Extract -
* Begin *
About the role:
You will be responsible for expanding and optimizing our data and data pipeline architecture while ensuring data quality with rigorous testing of data and data-processing code. The ideal candidate is an experienced data pipeline builder and data wrangler who enjoys optimizing data systems and building them from the ground up.
Signal Automotive has created a streamlined end-to-end workflow platform and inventory management tool to scale its wholesale business. We believe that rich, high-quality data is a key component in transforming the automotive wholesale industry. We are focused on using AI/ML to better understand the complex market dynamics in the US auto industry and to share the learned insights with our customers so they can operate more efficiently. We have made solid progress here, and a common refrain from customers is ‘Signal knows my business better than I do’.
You will work with truly awesome Business and Technology teams and will play a key role in surfacing the information hidden in vast amounts of data. Your primary focus will be on transforming tables and streams of data into well-designed data models in a variety of database systems, including Google BigQuery, PostgreSQL, and Elasticsearch. In addition to typical SQL queries and analytical functions, these transformations also include the application of machine-learning models to enrich the data. As such, candidates with an interest in machine learning are well suited for this opportunity.
As a Data Engineer you will:
- Create and maintain optimal data pipeline architecture
- Assemble large, complex data sets that meet functional / non-functional business requirements
- Identify, design, and implement internal process improvements: automating manual processes, optimizing data delivery, re-designing infrastructure for greater scalability, etc.
- Build the infrastructure required for optimal extraction, transformation, and loading of data from a wide variety of data sources using SQL, Python, and Google-Cloud big-data technologies, e.g., BigQuery, GCS, Dataflow/Apache Beam, etc.
* End *
Carry on the Data Engineer job posting from its last line.

Data records -
* Begin *
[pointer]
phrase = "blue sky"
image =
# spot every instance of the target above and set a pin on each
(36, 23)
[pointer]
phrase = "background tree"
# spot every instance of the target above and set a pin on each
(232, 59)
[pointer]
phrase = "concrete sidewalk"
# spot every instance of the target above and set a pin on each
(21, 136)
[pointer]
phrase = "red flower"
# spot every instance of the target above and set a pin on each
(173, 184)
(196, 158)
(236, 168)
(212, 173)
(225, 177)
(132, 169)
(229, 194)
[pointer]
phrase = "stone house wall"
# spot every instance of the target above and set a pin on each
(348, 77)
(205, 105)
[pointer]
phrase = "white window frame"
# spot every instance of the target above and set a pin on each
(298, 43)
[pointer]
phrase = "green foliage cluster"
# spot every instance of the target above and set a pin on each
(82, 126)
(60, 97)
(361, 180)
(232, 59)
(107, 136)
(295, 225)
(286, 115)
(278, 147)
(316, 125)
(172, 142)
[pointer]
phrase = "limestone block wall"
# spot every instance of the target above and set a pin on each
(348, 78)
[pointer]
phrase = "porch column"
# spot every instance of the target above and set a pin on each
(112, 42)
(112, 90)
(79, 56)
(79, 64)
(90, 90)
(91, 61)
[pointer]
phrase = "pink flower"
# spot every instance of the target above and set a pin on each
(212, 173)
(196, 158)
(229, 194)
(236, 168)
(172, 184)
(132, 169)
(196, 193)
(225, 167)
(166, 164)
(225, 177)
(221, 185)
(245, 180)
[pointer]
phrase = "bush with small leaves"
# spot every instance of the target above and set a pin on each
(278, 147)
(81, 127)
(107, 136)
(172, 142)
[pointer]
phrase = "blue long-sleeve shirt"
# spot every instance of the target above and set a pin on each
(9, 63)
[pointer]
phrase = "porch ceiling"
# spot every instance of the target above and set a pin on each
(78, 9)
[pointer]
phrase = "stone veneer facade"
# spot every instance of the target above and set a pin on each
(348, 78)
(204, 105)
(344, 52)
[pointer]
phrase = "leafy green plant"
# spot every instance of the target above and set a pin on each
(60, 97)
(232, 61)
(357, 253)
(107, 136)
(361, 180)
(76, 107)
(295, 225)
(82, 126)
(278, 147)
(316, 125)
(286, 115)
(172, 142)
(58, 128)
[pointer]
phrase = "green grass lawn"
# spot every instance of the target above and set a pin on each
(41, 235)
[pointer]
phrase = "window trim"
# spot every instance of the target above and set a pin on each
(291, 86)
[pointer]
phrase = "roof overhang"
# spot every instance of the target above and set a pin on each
* End *
Exercise answer -
- Contribute to building and maintaining a system for continuous integration and deployment of changes to data systems
- Build analytics tools that utilize the data pipeline to provide actionable insights
- Work with stakeholders including the product, operations, and development teams to assist with data-related technical issues and support their data infrastructure needs
- Create data management tools for analysts and data scientists that assist them in building and optimizing our product into an innovative industry leader
- Work with data and analytics experts to strive for greater functionality in our data systems
Preferred candidates have:
- Expert knowledge of SQL and experience optimizing SQL queries in multiple databases
- Experience building and optimizing big-data pipelines, architectures, and data sets
- Experience delivering real-time analytics and machine learning predictions
- A successful history of manipulating, processing, and extracting value from large disconnected datasets
- Experience maintaining data quality and data equivalence between ML-model training systems and ML-model serving systems
- Experience performing root cause analysis on internal and external data and processes to answer specific business questions and identify opportunities for improvement
- Proficiency with Python and basic libraries for machine learning
- Experience with message queuing technologies such as RabbitMQ, Kafka, and/or Pulsar
- Experience with horizontally scalable data warehouse technologies e.g., Google BigQuery, Hadoop+Hive, Snowflake
- Experience with various SQL and NoSQL databases, including PostgreSQL and Elasticsearch
- Experience with data pipeline and workflow management tools e.g., Airflow, Dagster, Prefect, Cloud Composer
- Experience with stream-processing systems e.g. Spark Streaming, Flink, Apache Beam, Kafka Streams, etc.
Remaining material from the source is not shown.